Stated task 1
Answer these questions about the time series prediction text, one per line, marking each answer (a), (b) or (c) to match:
(a) Besides the prediction mode, which two settings does the transforming engine use to transform the time series?
(b) In which window can you see the transformation before going on with the new run?
(c) In practice, what does the embedding dimension correspond to?
Stated task 2
Rewrite the part of the time series prediction text between "The time series transforming" and "at t intervals.", inclusive, and switch "General Settings Tab" to "Run Settings Tab".
Stated task 3
Resume the time series prediction text after its last sentence.

Excerpt to read
GeneXproTools Environment

Time Series Prediction Tools
 
The successful creation of Time Series Prediction models requires the use of very sharp modeling tools and the most important are the following:

Time Series Transformation Engine
Before modeling, the data in a time series must be transformed so that it can be used to create prediction models.

GeneXproTools 4.0 comes with a time series transforming engine that transforms the time series according to the Embedding Dimension and Delay Time, but it also transforms the time series depending on whether you wish to make predictions about the future or test the predictive power of the evolved models on known past behavior.

You can then observe the transformation on the Training Data window before proceeding with the new run.

The time series transforming engine of GeneXproTools 4.0 is operational every time you create a new run or every time you change either the Embedding Dimension or the Delay Time, the Prediction Mode or the number of Testing Predictions during a run in the General Settings Tab.

In practice, the embedding dimension corresponds to the number of independent variables (terminals) after your time series has been transformed. The delay time t determines how data are processed, that is, continuously if t = 1 or at t intervals.

These two parameters, together with the size of the time series and the prediction mode, will determine the final number of training samples after the transformation of the time series.

Recorded data
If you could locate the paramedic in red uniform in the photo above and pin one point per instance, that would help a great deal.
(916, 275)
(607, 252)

Final answer 1
(a) The Embedding Dimension and the Delay Time.
(b) The Training Data window.
(c) The number of independent variables (terminals) after the time series has been transformed.

Final answer 2
The time series transforming engine of GeneXproTools 4.0 is operational every time you create a new run or every time you change either the Embedding Dimension or the Delay Time, the Prediction Mode or the number of Testing Predictions during a run in the Run Settings Tab.

In practice, the embedding dimension corresponds to the number of independent variables (terminals) after your time series has been transformed. The delay time t determines how data are processed, that is, continuously if t = 1 or at t intervals.

Final answer 3
The data are then ready for evolving prediction models with them and can be visualized in the Data Panel before evolving a new model.

Data Screening Engine
Time series have a simple data format which consists of a column of time series observations.

GeneXproTools 4.0 data screening engine makes sure that the right format is fed into the time series transforming engine of GeneXproTools so that the time series is transformed correctly either to create a model for making predictions or testing the predictive potential of the model against known behavior.

Data Visualization Tool
The data visualization tool of GeneXproTools 4.0 enables you to analyze the distribution of all the inputs.

The visualization of the distribution of all data points is a valuable modeling tool as it can help you detect outliers in your data that can then be removed so that better models are created. Typographical or measurement errors generally cause outliers that can be detected by analyzing the time series graphically.

Built-in Fitness Functions
GeneXproTools 4.0 offers a total of 36 built-in fitness functions based on well-known statistical functions.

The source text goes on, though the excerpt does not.